Point-per-instance localization data
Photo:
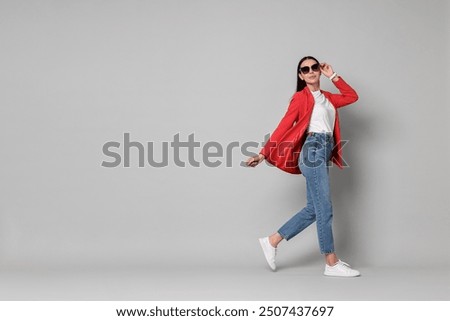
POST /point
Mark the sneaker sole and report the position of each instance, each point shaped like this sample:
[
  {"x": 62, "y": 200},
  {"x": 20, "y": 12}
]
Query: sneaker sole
[{"x": 265, "y": 256}]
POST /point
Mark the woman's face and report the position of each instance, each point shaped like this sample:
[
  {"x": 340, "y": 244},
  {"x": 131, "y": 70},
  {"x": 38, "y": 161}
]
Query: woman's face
[{"x": 310, "y": 71}]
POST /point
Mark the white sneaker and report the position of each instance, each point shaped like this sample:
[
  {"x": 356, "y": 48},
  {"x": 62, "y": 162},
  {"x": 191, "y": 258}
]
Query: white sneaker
[
  {"x": 269, "y": 252},
  {"x": 340, "y": 269}
]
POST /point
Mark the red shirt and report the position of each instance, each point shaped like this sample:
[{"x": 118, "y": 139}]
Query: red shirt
[{"x": 284, "y": 145}]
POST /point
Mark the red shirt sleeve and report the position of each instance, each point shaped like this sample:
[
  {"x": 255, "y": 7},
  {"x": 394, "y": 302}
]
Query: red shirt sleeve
[{"x": 347, "y": 94}]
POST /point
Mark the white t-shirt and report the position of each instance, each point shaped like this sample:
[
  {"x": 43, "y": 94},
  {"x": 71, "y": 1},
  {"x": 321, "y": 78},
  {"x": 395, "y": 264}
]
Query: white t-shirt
[{"x": 323, "y": 115}]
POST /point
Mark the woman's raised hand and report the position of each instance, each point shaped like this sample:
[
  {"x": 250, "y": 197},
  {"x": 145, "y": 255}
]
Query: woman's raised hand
[
  {"x": 326, "y": 69},
  {"x": 255, "y": 160}
]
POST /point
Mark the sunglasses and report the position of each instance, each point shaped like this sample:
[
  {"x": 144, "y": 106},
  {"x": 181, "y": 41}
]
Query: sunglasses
[{"x": 305, "y": 70}]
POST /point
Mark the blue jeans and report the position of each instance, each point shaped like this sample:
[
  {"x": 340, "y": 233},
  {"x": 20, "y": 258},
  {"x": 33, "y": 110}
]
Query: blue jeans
[{"x": 314, "y": 162}]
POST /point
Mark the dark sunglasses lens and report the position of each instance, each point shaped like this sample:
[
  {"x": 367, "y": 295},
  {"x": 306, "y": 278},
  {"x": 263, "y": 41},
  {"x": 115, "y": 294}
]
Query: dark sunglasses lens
[{"x": 304, "y": 70}]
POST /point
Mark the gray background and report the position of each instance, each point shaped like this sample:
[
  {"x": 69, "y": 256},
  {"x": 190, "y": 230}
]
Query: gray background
[{"x": 77, "y": 74}]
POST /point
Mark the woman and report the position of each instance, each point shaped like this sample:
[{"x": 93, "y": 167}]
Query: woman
[{"x": 306, "y": 141}]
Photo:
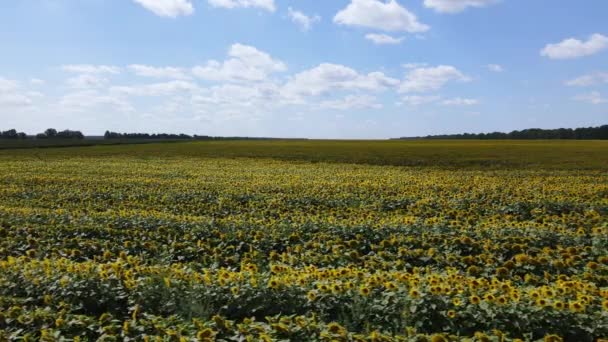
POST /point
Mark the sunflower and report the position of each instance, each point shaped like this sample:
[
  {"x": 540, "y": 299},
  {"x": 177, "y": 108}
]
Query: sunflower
[
  {"x": 552, "y": 338},
  {"x": 559, "y": 305},
  {"x": 205, "y": 334},
  {"x": 577, "y": 307},
  {"x": 273, "y": 284}
]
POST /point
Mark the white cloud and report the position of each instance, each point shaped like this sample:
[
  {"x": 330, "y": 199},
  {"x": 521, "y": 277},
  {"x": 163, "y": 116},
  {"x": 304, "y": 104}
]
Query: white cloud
[
  {"x": 87, "y": 99},
  {"x": 417, "y": 100},
  {"x": 414, "y": 65},
  {"x": 573, "y": 48},
  {"x": 12, "y": 95},
  {"x": 381, "y": 15},
  {"x": 267, "y": 5},
  {"x": 459, "y": 101},
  {"x": 85, "y": 81},
  {"x": 155, "y": 89},
  {"x": 14, "y": 100},
  {"x": 37, "y": 82},
  {"x": 158, "y": 72},
  {"x": 382, "y": 39},
  {"x": 352, "y": 102},
  {"x": 327, "y": 77},
  {"x": 91, "y": 69},
  {"x": 431, "y": 78},
  {"x": 304, "y": 21},
  {"x": 7, "y": 85},
  {"x": 589, "y": 80},
  {"x": 456, "y": 6},
  {"x": 495, "y": 67},
  {"x": 168, "y": 8},
  {"x": 247, "y": 64},
  {"x": 593, "y": 97}
]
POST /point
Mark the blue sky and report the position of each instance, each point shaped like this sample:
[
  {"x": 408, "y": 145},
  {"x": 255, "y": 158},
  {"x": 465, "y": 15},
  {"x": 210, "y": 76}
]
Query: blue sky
[{"x": 301, "y": 68}]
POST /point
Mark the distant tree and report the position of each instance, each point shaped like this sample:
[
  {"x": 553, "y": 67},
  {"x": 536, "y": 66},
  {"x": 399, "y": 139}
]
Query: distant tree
[
  {"x": 50, "y": 133},
  {"x": 12, "y": 134},
  {"x": 68, "y": 134},
  {"x": 586, "y": 133}
]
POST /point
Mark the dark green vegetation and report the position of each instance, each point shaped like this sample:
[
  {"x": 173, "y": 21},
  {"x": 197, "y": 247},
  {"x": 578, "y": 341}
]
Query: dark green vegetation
[
  {"x": 562, "y": 154},
  {"x": 587, "y": 133}
]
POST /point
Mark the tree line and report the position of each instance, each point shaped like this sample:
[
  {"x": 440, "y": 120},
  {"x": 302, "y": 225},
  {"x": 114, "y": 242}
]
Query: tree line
[
  {"x": 164, "y": 136},
  {"x": 50, "y": 133},
  {"x": 584, "y": 133}
]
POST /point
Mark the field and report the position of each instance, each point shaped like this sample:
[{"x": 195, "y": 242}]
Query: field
[{"x": 305, "y": 241}]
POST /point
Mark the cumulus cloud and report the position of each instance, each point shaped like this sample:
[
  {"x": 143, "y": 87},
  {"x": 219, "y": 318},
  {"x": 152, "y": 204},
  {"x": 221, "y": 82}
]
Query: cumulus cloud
[
  {"x": 352, "y": 102},
  {"x": 589, "y": 80},
  {"x": 13, "y": 96},
  {"x": 593, "y": 97},
  {"x": 459, "y": 101},
  {"x": 86, "y": 99},
  {"x": 304, "y": 21},
  {"x": 413, "y": 65},
  {"x": 495, "y": 67},
  {"x": 85, "y": 81},
  {"x": 267, "y": 5},
  {"x": 573, "y": 48},
  {"x": 91, "y": 69},
  {"x": 431, "y": 78},
  {"x": 383, "y": 39},
  {"x": 456, "y": 6},
  {"x": 158, "y": 72},
  {"x": 417, "y": 100},
  {"x": 381, "y": 15},
  {"x": 246, "y": 64},
  {"x": 168, "y": 8},
  {"x": 37, "y": 82},
  {"x": 327, "y": 77},
  {"x": 155, "y": 89}
]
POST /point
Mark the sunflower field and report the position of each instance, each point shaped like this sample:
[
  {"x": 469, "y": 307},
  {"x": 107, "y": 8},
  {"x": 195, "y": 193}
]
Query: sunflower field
[{"x": 157, "y": 247}]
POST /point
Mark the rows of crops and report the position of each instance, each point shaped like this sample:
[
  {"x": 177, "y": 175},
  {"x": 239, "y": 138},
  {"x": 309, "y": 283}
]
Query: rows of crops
[{"x": 186, "y": 249}]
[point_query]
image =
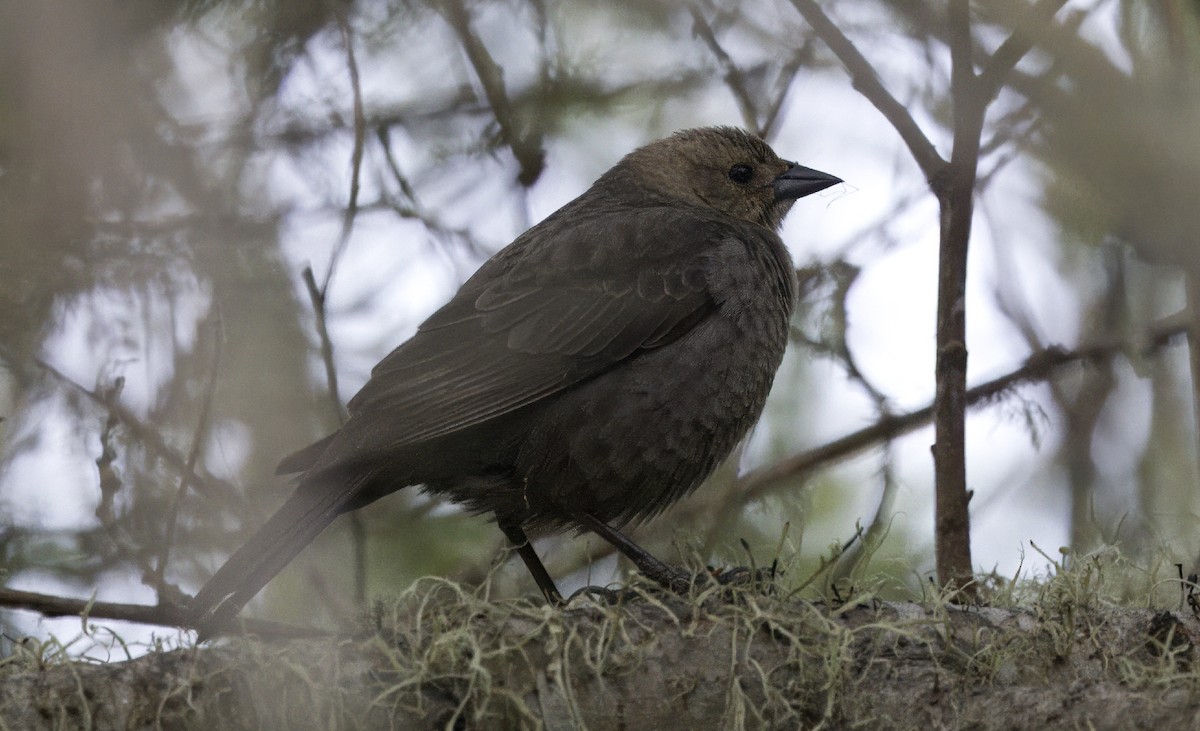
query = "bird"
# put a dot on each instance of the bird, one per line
(588, 375)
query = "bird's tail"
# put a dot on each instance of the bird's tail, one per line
(282, 537)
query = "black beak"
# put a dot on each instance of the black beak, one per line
(798, 181)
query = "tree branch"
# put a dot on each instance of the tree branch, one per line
(868, 83)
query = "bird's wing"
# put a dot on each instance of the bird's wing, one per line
(516, 334)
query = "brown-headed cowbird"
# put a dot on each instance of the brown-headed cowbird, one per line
(591, 373)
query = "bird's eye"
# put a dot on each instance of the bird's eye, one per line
(741, 174)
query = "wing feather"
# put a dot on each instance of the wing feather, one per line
(516, 334)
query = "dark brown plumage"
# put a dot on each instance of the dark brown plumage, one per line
(587, 376)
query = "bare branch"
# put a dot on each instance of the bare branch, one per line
(211, 487)
(995, 72)
(868, 83)
(193, 454)
(360, 131)
(327, 346)
(526, 148)
(163, 615)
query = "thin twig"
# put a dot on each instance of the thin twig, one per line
(193, 454)
(163, 615)
(327, 346)
(211, 487)
(360, 132)
(995, 72)
(733, 78)
(1039, 366)
(526, 148)
(868, 83)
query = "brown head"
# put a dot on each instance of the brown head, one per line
(721, 168)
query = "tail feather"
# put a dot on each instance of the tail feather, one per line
(281, 538)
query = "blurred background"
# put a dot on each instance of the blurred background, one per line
(168, 171)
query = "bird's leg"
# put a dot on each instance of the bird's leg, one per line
(540, 575)
(651, 567)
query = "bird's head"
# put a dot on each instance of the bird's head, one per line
(721, 168)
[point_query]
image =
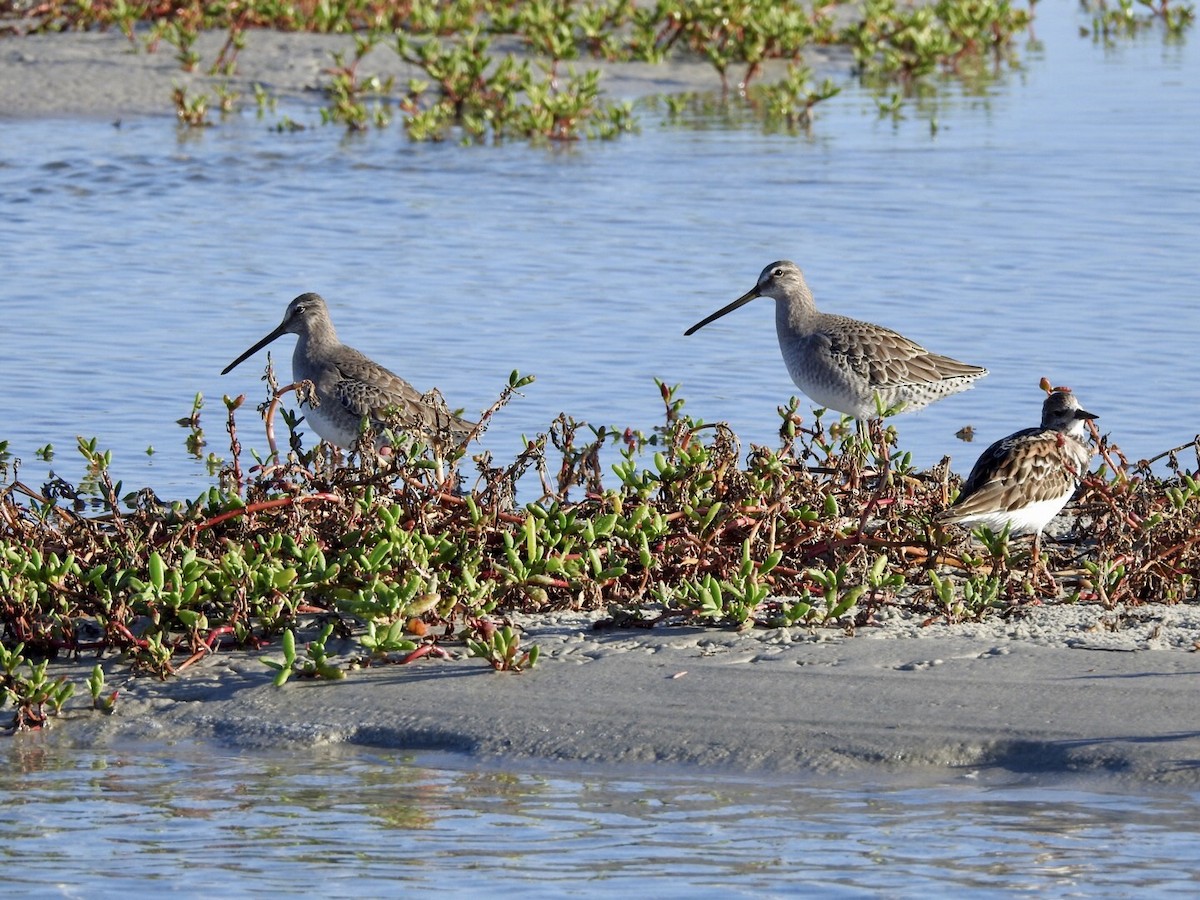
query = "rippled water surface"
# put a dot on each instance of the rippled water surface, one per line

--- EXERCISE ---
With "surface" as the string to match, show every line of the entries above that has it.

--- REPLY TO THE TASK ---
query = "rippled water surface"
# put a dot on each instance of the rippled water surface, one per line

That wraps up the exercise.